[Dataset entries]
◇ ◇ ◇ ◇ ◇ ◇ ◇

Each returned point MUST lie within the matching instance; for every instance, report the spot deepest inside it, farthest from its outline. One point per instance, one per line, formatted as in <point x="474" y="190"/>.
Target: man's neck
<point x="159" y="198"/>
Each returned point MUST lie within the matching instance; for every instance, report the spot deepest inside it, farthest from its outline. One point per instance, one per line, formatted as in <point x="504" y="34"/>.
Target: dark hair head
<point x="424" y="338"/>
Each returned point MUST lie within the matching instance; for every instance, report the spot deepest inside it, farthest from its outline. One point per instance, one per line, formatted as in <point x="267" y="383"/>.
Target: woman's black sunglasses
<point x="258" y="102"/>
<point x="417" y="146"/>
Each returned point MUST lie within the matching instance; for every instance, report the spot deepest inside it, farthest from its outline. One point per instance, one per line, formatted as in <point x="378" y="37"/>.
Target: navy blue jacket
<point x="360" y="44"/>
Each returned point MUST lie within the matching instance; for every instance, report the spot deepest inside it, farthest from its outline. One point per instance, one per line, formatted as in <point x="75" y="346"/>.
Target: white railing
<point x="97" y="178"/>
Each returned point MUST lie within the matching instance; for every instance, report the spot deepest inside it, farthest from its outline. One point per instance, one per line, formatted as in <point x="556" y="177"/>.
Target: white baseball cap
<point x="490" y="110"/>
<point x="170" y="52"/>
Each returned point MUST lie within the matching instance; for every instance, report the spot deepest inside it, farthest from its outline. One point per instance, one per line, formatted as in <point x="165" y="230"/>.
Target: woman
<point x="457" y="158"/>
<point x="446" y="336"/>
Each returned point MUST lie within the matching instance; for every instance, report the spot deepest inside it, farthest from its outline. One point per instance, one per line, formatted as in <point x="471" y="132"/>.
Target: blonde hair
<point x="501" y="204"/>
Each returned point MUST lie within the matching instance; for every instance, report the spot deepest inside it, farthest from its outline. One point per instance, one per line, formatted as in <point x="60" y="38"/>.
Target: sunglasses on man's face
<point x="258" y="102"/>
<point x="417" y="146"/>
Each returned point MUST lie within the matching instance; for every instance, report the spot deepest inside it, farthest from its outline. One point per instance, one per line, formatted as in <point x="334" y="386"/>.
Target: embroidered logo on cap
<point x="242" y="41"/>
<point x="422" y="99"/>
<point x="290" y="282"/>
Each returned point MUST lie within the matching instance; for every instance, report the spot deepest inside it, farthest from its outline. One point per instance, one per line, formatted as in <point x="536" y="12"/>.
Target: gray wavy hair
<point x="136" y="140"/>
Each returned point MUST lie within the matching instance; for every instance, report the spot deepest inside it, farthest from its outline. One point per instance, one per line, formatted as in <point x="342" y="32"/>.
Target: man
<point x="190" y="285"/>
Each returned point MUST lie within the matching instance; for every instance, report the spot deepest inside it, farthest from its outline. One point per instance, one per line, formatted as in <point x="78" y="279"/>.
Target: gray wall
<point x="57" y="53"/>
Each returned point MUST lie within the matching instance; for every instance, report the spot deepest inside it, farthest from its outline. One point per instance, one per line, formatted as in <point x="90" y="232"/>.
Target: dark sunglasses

◇ ◇ ◇ ◇ ◇ ◇ ◇

### Your assignment
Quote every line of the data, word for word.

### The answer
Each returned point MUST lie within the matching instance; for every instance, report the spot deepest inside it, farthest from its outline. One point per instance, one per line, formatted as in <point x="474" y="190"/>.
Target: man's neck
<point x="159" y="198"/>
Each returned point MUST lie within the matching instance; for every instance, report the spot deepest inside it, farthest from its outline. One point per instance, one per line, formatted as in <point x="504" y="34"/>.
Target: dark hair head
<point x="424" y="338"/>
Each returned point MUST lie within the matching instance; for every instance, report the spot deepest inside it, farthest from its outline. One point per instance, one per line, formatted as in <point x="267" y="383"/>.
Target: woman's black sunglasses
<point x="258" y="102"/>
<point x="417" y="146"/>
Each returned point MUST lie within the matching instance; for every instance, report the spot deepest inside it, farthest from its outline. One point per instance, one per line, formatted as in <point x="378" y="37"/>.
Target: navy blue jacket
<point x="360" y="44"/>
Each returned point MUST lie within the matching instance; for every instance, report the spot deepest inside it, farthest from its outline. One point per instance, one per line, formatted as in <point x="75" y="346"/>.
Target: white railing
<point x="97" y="178"/>
Each returned point MUST lie within the matching instance; for every instance, report the spot deepest inside it, farthest from its outline. One point per instance, one per line, formatted as in <point x="556" y="177"/>.
Target: white baseball cap
<point x="490" y="110"/>
<point x="170" y="52"/>
Each returned point MUST lie within the matching instance; for every instance, report the spot deepest inside it, farthest from its outline. One point per instance, one per line, formatted as in <point x="165" y="230"/>.
Target: woman
<point x="457" y="158"/>
<point x="446" y="336"/>
Each returned point MUST lie within the matching instance; for every instance, report the spot deepest inside it, farthest from its outline. One point per instance, one per line, formatted as in <point x="471" y="132"/>.
Target: blonde hair
<point x="501" y="204"/>
Each returned point MUST lie within the matching instance; for every instance, report the spot deepest inside it, farthest from its outline. One point per instance, one per line, formatted as in <point x="60" y="38"/>.
Target: sunglasses on man's face
<point x="258" y="102"/>
<point x="417" y="146"/>
Each returned point MUST lie within the matching instance; for every instance, report the spot deepest inside it, farthest from its outline. One point per instance, one per line, formatted as in <point x="334" y="386"/>.
Target: embroidered logo on cap
<point x="242" y="41"/>
<point x="422" y="99"/>
<point x="290" y="282"/>
Each returned point MUST lie within the matching instance; for every instance, report the spot deepest inside it, farthest from its outline. One point per instance, one per line, formatted as in <point x="536" y="12"/>.
Target: gray wavy hair
<point x="136" y="140"/>
Each returned point MUST lie within the matching instance; for every instance, report the spot deepest inside it, farthest from its outline. One point per instance, one per line, formatted as in <point x="342" y="32"/>.
Target: man
<point x="190" y="285"/>
Each returned point MUST lie within the matching instance; for every instance, report the spot deepest inside it, farthest from its outline. One point per instance, one per line, formatted as in <point x="78" y="279"/>.
Target: gray wall
<point x="57" y="53"/>
Each returned point MUST lie within the matching instance; for every instance, report the spot deepest inside it, farthest from its outline. One point per instance, one per line, formatted as in <point x="90" y="232"/>.
Target: dark sunglasses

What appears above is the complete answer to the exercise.